**** Quoted passage ****
Bands that are excited about what they’re doing are always more fun to watch. As such, when a band is so unabashedly in-your-face and energetic, its live set becomes instantly memorable. During Priests‘ show at the Black Cat last March, Katie Greer (also of Chain and the Gang), sneered, screamed and sang her way through a set of loud songs. Daniele Withonel pounded furiously behind her, with complex rhythms and occasional chirpy screeches of her own. Meanwhile, Gideon Jaguar seared through guitar riffs that while powerful, still sounded melodic and deliberate, as if fighting against the speed and dissonance of most hardcore. Every Priests performance since has been the sort of affair that has made us believe that D.C. hardcore is alive and kicking.

We talked to Priests about expressing their opinions, discovering interesting sister bands and avoiding turning their house into a concert venue.

Find them online: http://priests.bandcamp.com

See them next: Tuesday at the Black Cat with Foul Swoops and Fell Types.

When is your label, Sister Polygon, starting up?

Katie: I feel like the label is sort of like our club that we keep talking about, so it’s sort of been that for awhile—in name alone. But we’re recording.

Daniele: Then Cigarette went to New York to record some songs for a 7” and Bigmouth went to Inner Ear and recorded songs already, but I think there might be some new ones with us.

Do you suspect you’ll be doing more shows at your house?

Gideon: No.

Daniele: I don’t think so. We went to introduce ourselves to the neighbors and baked cookies and said, “Hi. We know that we’re musicians and we’re loud but we really try to be respectful and not to play late. We’re having this BBQ on the 24th with live bands.” And this woman was like, “Aren’t you so sweet! I’ll be out of town, I’m so sorry I can’t see you.” And since it was like, 7:30 p.m. we said, “Sorry, hope we didn’t interrupt dinner” and she said, “Dinner? No, it’s bedtime for us!”

Katie: I think Gideon doesn’t really want to live in a show house. This is the vibe I get from him.

Gideon: No. Because everybody seems to book shows out of lip service with the idea that “You booked a show for me, I’ll book a show for you.” But it really shouldn’t work that way. You should be passionate about the things that you’re doing. If we do happen to have shows at our place, it’d be really special. I think there needs to be more of the thoughtful effort towards that. Also, it’s not like we really planned on living in that neighborhood. That happened to be the cheapest place we could find.

How is that?

Gideon: I’m really good at the Internet.

Daniele: I used to live over on First and P and I used to pay more than I’m paying now and I have a larger room and practice space in the basement and a backyard and everything. It’s insane.

Gideon: I guess the main thing is finding a place where we can rehearse because that’s a problem in this city. I’d rather have a place where I can play music and it’s actually a pretty pleasant neighborhood and quiet.

Daniele: There’s not a lot to do. It’s kind of a bummer. There’s not a lot of bars or a bodega or restaurants. Over here it’s like, “Oh, I’m gonna go to Food For Thought and get some food.”

Katie: But you’re also surrounded by luxury condos.
**** Data segment ****
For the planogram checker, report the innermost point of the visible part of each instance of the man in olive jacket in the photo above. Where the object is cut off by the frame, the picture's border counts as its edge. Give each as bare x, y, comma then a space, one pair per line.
****
• _Work required_
According to Gideon in the Priests interview, why did the band end up living in their neighborhood? The lines above have no connection to the Priests interview.

• _Exercise answer_
It happened to be the cheapest place they could find.